(Position annotation listing)
·····

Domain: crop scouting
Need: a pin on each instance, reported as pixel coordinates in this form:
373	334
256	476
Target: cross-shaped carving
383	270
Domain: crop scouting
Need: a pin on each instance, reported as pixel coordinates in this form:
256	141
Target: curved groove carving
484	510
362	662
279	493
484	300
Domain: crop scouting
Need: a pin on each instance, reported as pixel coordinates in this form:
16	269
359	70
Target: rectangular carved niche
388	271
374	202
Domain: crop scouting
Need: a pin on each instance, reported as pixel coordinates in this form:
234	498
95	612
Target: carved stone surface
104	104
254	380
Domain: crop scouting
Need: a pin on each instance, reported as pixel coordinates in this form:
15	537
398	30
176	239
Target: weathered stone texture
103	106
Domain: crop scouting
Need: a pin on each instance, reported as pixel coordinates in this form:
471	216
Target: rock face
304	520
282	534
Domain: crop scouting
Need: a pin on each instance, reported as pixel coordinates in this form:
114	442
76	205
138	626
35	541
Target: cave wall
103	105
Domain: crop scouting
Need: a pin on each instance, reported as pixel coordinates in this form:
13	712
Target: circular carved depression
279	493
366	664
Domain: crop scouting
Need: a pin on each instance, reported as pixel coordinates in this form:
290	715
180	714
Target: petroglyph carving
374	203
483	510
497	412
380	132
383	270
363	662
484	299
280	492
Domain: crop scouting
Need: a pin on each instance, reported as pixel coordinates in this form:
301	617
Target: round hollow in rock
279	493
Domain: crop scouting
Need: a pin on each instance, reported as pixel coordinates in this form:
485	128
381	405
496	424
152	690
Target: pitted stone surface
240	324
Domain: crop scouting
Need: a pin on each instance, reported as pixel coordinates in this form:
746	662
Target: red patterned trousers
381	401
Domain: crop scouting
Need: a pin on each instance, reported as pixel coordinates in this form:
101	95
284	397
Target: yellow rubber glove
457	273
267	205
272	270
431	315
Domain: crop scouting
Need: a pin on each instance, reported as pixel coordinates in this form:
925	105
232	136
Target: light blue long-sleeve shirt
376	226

·····

-- AIM OF THE EXERCISE --
Which lines of the listing above contain the word "surface"? Return every one of them, treating uppercase and lowercase as different.

-- CORRECT OUTPUT --
Target: carved stone surface
Target: pitted stone surface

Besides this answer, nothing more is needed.